#### Text section
------------------------------------
Monday, January 9, 2012

A New Family (with a lot more members)

Integrating two different families is perhaps one of the most interesting and challenging parts of getting married. It isn't that it is bad. However, you and your significant are creating a new family that combines ideals and traditions of two other families that are often drastically different from each other in almost every regard--the particular traditions that the families celebrate, the different ways that families spend their free time, and sometimes even drastically different cultural backgrounds.

The first and most important thing is to set one boundary in particular: the two of you make a new family. It seems obvious at first glance, but after spending your entire life answering to your parents first, it can be difficult to realize that you no longer answer to your respective parents first. You answer to each other first. No longer do you ask your parents' opinion and then your significant other. Your responsibility is first to each other. Everyone else comes second.

The list of changes this can cause is practically endless. It means that, especially when surrounded by your family, your significant other comes first. You defend him or her before anyone else. Making sure you are both comfortable around your respective family lines becomes important.. And it isn't easy--trust me. I'm still working on it. No longer can you randomly wander around family gatherings from one group to another (a fairly old habit of mine), but you need to stay with your significant other. Remember--it is possible that he or she feels really uncomfortable around your family even if the reverse is not true.

Now, some of the issues you have to deal with are pretty straightforward. The question is not whether or not you need to divide up the holidays but how. Which family will you go visit and when? But the harder part is remembering to help keep each other patient with the differences between your previous families. Some families spend their time at home being around each other and playing as many games as possible. Some families tend to spend time apart from each other and gather for particular, arranged events. And then there are so many different cultures and traditions. Some families are very structured with a strong male presence leading the family. Some families have a strong woman directing a lot of what happens in a family. Families have different cultures and different ideologies. And there are so many different ways and varieties that families are different that it is impossible to prepare for all of them ahead of time and often surprising when some of the differences can cause friction.

However, what is important to remember is that you are no longer defending how "your" individual families do different things. Instead, you are combining your two families and creating an entirely new way of doing absolutely everything. Now it is about defending how your family decides to do things (sometimes against your previous families).

Oh, and just so you know: it's okay for the two of you to leave the house if you need some time--whether it is positive or negative, some developments are just surprising. Starbucks is a great place to get some time for the two of you.

-Andrew

(For Court's page, click here)

1 comment:

  1. I understand what you mean. Me and Andrea come from two completly different backgrounds and it is hard to adjust to each others traditions because our own traditions have been engraved into us for years. Just like you, I have to work on a few things myself.
------------------------------------
#### Extracted entries
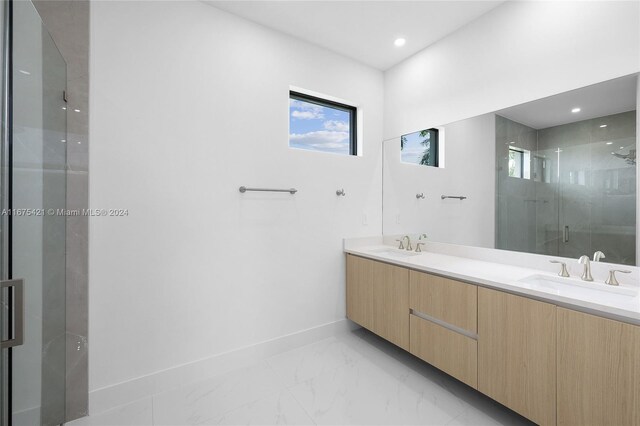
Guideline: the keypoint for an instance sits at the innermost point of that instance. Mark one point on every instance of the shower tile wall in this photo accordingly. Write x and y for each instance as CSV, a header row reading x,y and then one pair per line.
x,y
68,23
597,189
576,182
515,198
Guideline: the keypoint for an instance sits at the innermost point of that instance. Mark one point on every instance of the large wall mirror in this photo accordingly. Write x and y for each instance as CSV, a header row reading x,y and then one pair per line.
x,y
556,176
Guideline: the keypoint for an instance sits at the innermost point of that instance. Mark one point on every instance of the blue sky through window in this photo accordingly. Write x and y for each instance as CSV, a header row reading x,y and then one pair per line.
x,y
318,128
414,148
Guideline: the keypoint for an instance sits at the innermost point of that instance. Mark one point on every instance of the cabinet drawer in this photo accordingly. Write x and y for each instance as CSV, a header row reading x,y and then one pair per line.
x,y
451,352
448,300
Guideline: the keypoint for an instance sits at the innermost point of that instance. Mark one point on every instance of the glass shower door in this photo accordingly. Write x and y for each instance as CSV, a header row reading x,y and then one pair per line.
x,y
37,223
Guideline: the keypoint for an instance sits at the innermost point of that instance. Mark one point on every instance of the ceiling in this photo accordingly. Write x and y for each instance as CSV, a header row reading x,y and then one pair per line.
x,y
362,30
598,100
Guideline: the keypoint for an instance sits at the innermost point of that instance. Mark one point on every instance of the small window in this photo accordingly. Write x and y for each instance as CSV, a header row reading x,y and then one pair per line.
x,y
420,148
321,125
519,163
516,163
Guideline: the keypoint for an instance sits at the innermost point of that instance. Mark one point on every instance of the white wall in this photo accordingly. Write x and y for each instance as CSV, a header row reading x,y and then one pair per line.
x,y
518,52
469,170
189,103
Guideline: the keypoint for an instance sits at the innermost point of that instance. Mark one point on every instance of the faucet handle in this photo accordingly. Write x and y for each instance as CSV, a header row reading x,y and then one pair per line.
x,y
563,268
598,255
612,280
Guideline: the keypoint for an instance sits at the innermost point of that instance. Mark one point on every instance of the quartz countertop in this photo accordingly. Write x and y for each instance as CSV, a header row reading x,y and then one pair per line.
x,y
476,266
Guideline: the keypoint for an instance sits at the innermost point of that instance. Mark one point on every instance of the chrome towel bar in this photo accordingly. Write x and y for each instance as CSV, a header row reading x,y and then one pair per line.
x,y
244,189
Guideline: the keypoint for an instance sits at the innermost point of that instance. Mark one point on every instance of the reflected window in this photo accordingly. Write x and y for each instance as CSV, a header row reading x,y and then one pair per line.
x,y
519,163
421,148
317,124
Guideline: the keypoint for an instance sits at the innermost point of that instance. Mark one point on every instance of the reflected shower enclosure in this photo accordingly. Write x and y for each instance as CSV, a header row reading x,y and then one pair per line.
x,y
567,189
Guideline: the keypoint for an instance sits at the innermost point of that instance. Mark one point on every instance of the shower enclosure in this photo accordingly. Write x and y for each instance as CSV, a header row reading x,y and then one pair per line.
x,y
32,224
568,190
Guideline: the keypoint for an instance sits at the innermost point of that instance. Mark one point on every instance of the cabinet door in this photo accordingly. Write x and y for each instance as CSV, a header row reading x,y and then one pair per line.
x,y
360,291
391,303
517,354
598,370
451,301
451,352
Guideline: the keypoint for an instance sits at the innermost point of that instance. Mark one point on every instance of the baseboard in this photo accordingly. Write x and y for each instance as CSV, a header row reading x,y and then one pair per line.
x,y
103,399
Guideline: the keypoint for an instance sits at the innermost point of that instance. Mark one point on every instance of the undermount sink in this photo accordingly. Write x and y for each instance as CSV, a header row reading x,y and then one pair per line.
x,y
579,289
395,252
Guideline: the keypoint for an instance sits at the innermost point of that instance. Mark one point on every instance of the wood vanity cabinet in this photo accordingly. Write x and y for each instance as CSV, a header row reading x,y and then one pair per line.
x,y
550,364
598,370
517,354
443,325
378,298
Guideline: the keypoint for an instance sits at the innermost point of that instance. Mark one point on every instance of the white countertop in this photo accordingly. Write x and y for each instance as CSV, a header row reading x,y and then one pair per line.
x,y
591,297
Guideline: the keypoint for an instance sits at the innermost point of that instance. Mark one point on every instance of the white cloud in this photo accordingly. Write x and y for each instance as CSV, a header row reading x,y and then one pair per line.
x,y
340,126
323,140
306,115
305,110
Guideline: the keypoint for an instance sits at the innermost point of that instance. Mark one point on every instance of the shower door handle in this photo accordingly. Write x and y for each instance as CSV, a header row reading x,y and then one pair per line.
x,y
17,307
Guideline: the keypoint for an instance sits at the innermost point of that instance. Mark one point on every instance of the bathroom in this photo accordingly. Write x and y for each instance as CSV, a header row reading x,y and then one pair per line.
x,y
203,204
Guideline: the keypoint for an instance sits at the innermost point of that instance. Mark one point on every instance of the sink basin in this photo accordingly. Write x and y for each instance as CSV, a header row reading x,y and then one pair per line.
x,y
579,289
395,252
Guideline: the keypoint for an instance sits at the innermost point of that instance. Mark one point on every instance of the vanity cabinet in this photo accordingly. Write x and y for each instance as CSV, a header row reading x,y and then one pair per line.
x,y
378,298
517,353
598,370
550,364
443,325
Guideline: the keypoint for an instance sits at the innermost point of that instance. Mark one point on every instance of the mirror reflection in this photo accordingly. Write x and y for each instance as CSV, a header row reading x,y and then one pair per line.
x,y
556,176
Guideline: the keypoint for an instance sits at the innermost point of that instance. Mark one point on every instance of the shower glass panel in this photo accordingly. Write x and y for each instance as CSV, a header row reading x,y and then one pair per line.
x,y
38,226
580,196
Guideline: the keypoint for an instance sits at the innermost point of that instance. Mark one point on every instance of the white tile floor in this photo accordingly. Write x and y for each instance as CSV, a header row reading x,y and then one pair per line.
x,y
352,379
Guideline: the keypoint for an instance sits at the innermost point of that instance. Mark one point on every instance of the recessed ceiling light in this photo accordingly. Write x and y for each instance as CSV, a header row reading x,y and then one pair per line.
x,y
400,42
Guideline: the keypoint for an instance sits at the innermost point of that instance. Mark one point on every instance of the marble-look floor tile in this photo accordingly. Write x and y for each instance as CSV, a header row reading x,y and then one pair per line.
x,y
304,363
277,409
203,402
138,413
365,394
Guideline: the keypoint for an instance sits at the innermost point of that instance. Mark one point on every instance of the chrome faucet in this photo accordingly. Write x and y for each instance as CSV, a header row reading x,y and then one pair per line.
x,y
420,243
586,274
563,268
598,255
409,247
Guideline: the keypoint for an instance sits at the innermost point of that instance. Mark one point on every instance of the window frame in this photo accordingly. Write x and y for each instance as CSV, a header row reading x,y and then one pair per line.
x,y
434,148
521,155
352,110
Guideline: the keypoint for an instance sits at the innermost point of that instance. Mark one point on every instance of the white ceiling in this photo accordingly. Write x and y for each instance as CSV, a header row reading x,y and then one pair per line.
x,y
362,30
598,100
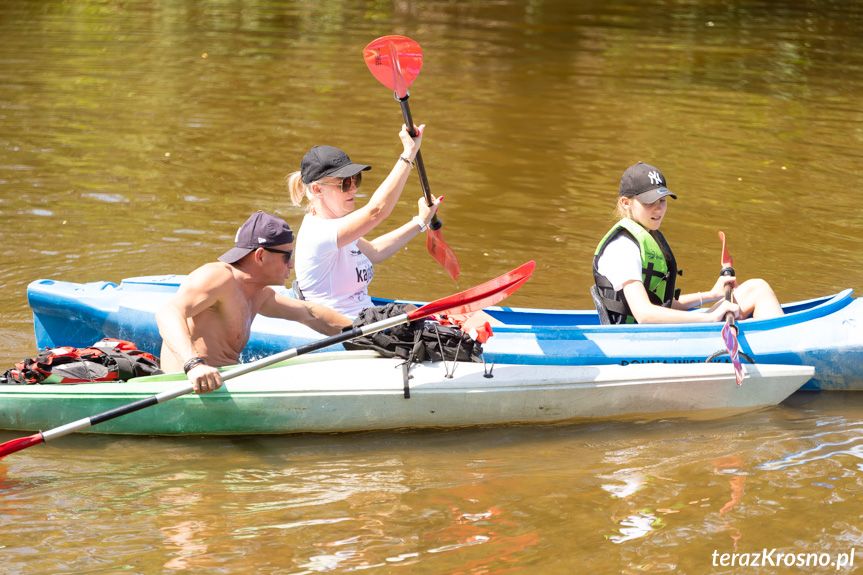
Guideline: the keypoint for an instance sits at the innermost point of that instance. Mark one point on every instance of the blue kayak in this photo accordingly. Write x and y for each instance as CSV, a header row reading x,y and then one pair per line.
------------------------------------
#### Your goal
Do the following statements agree with the post on combining two families? Answer yes or no for each, quoting the deciding words from the post.
(a) The post says a couple may not need to divide up the holidays at all.
(b) The post names Starbucks as a good place for the couple to get time together.
(c) The writer says putting a significant other first has become easy.
The records were taken from a separate source.

#### Answer space
(a) No: "The question is not whether or not you need to divide up the holidays but how."
(b) Yes: "Starbucks is a great place to get some time for the two of you."
(c) No: "And it isn't easy--trust me. I'm still working on it."